■ PROBLEM TO WORK ON ■
Extend the Thistledown farm text below, starting after its last sentence and keeping its tone.

■ SOURCE ■
Thistledown has lots of paths and information boards for you to explore and learn about the farm and environment. Pieces of land art are dotted around the site and paths wind around the fields and woodland. Take a look at our About pages to see what wildlife, plants and historical features you might be able to find. We often find that guests spend day after day exploring the site and Woodchester Park, and relaxing by their campfires!

You can sometimes join us at feeding time (usually daily, times vary) to help feed the pigs, goats and sheep. We often stock our own meat in the shop, so they can also join you at feeding time! We have kunekune pigs, a breed kept by Maoris in New Zealand. They are a grazing pig, and therefore don’t disturb the ground in the same way that most breeds do. Our sheep are castlemilk moorit (a very hardy Scottish rare breed) crossed with jacobs (a very old rare breed). We also keep pigmy cross goats. Please do not enter the animal paddocks or feed the animals outside feeding times.

■ MATERIAL ■

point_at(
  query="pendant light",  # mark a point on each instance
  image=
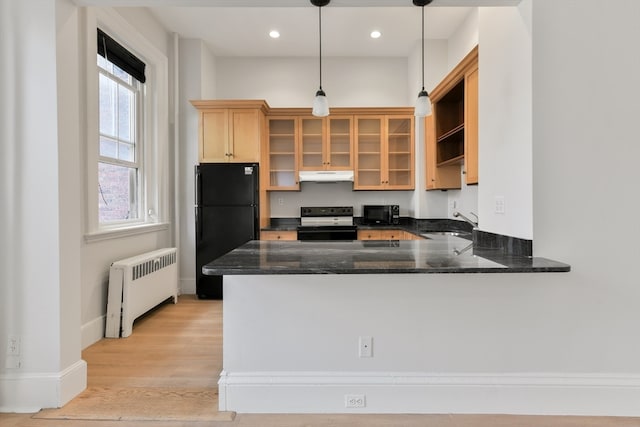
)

■ ANSWER TO THE EXERCISE ■
The camping areas are located in the uninhabited Woodchester valley which has very little light pollution, so star gazing is great on a clear night. Meteor showers are often stunning; this Meteor Calendar will show you whether there is anything to look out for during your stay. We believe that camping isn’t complete without a campfire, and cooking over one is a fun and delicious way to spend your time! Our Campfires & Cooking page contains tips and basic recipes. We now have a farm shop selling more than just food, so pop in for a look. We will be doing pizza evenings in 2014, and also hope to set up a basic café.  Please check our Café & Clay Oven page for updates.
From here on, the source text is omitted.